* **Short exercise**: Reproduce only the lines in the items below, from the line containing "Look at the photo above. For every instance of the pale" through the end of the items. Replace "innermost" with "most central" and leave everything else unchanged.
○ ○ ○ ○
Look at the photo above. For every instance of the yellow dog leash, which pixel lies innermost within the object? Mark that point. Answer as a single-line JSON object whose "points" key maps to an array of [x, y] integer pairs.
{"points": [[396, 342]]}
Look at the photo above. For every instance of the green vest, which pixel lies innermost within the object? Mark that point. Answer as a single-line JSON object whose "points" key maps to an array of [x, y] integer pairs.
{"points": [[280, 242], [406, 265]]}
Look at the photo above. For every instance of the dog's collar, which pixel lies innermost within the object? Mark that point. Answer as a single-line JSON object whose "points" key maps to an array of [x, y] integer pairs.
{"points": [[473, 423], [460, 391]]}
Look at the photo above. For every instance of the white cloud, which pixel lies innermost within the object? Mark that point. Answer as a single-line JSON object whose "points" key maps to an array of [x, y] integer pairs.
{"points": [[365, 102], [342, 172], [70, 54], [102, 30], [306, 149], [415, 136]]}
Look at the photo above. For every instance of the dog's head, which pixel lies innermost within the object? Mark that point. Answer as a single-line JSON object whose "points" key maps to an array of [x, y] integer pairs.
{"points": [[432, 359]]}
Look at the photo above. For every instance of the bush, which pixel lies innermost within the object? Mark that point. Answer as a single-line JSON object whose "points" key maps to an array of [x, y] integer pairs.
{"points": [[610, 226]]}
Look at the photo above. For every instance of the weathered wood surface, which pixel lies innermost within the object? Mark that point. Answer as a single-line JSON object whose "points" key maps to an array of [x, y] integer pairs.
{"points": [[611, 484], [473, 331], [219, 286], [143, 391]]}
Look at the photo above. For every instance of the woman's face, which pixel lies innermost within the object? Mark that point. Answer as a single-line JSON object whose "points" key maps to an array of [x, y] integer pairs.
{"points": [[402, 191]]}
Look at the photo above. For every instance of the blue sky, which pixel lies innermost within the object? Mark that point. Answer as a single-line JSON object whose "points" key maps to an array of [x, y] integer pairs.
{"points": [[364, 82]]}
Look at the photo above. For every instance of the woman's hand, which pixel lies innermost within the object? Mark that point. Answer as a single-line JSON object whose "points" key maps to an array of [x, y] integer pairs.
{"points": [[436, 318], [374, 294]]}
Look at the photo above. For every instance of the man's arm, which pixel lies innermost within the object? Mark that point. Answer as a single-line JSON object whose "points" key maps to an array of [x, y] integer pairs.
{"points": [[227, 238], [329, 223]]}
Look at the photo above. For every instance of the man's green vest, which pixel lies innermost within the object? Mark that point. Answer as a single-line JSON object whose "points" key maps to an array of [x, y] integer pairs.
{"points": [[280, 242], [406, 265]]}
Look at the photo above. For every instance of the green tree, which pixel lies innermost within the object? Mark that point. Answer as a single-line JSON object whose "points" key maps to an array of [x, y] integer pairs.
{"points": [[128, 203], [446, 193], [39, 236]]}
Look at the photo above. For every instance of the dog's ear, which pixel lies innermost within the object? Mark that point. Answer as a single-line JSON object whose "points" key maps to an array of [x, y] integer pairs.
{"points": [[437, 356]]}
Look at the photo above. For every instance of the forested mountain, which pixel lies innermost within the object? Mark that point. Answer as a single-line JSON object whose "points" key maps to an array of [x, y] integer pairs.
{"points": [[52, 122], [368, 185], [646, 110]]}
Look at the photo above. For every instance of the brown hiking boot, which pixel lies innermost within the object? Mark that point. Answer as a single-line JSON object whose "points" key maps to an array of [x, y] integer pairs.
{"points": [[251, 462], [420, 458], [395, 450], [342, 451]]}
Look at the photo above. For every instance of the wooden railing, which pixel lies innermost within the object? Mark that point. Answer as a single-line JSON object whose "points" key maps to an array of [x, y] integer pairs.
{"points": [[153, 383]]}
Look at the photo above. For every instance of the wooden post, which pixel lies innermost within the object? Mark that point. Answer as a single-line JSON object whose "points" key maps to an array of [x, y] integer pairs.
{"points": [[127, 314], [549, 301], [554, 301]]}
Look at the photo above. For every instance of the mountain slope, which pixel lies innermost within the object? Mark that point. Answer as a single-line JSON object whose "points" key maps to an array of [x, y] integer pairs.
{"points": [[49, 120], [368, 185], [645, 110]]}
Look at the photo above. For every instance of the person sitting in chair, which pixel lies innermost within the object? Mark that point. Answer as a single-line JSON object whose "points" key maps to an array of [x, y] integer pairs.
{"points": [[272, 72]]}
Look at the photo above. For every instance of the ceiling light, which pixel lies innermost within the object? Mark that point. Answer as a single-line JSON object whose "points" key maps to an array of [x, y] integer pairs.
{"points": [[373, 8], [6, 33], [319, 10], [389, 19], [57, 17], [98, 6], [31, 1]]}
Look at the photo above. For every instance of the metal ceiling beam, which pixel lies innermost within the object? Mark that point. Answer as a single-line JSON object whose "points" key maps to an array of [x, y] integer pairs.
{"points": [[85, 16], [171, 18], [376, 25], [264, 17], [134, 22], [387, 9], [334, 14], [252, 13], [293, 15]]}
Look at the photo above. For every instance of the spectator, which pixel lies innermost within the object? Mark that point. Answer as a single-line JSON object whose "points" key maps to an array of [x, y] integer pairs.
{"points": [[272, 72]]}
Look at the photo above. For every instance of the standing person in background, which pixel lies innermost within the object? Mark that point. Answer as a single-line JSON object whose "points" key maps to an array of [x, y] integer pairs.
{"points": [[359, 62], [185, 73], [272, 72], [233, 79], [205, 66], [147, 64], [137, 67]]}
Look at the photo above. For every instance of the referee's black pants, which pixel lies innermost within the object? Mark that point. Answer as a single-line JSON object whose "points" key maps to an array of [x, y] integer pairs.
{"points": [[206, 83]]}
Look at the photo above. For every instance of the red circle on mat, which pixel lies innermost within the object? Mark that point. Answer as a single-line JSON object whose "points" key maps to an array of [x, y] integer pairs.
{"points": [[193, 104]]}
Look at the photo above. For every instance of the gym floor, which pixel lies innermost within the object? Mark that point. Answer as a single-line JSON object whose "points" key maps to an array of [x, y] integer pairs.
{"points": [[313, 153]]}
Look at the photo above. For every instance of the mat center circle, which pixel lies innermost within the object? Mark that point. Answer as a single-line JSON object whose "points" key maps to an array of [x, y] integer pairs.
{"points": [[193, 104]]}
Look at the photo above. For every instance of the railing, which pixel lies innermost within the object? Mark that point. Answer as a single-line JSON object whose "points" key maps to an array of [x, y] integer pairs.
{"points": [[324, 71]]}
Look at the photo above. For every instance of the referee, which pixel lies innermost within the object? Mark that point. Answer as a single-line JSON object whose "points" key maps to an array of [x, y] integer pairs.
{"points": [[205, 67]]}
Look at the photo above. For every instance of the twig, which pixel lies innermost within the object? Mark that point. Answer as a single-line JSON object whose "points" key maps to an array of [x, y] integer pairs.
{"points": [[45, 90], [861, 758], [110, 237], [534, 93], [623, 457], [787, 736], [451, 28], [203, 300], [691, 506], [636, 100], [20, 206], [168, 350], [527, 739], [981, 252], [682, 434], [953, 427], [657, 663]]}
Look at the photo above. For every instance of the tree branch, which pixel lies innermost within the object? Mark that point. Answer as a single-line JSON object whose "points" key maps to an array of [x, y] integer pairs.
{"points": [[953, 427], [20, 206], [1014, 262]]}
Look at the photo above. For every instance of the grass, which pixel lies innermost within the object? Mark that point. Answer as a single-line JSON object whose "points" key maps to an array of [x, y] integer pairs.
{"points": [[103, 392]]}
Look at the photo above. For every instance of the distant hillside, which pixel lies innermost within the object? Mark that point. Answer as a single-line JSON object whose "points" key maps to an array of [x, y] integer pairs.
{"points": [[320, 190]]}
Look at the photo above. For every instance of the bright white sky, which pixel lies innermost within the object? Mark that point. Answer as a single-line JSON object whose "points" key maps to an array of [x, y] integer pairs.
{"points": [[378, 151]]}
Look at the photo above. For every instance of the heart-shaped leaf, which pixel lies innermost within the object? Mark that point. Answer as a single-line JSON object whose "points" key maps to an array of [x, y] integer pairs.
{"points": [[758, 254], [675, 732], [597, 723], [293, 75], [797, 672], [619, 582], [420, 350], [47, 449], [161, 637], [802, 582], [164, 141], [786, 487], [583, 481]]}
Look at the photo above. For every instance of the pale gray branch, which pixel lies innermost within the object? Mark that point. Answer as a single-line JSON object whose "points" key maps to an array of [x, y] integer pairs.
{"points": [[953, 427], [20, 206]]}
○ ○ ○ ○
* **Full solution**:
Look at the photo above. For every instance of the pale gray branch, which pixel lies most central within the object? Mark that point. Answer as a single-line JSON object whose "points" key maps to an array of [x, y] integer pairs.
{"points": [[953, 427], [20, 206]]}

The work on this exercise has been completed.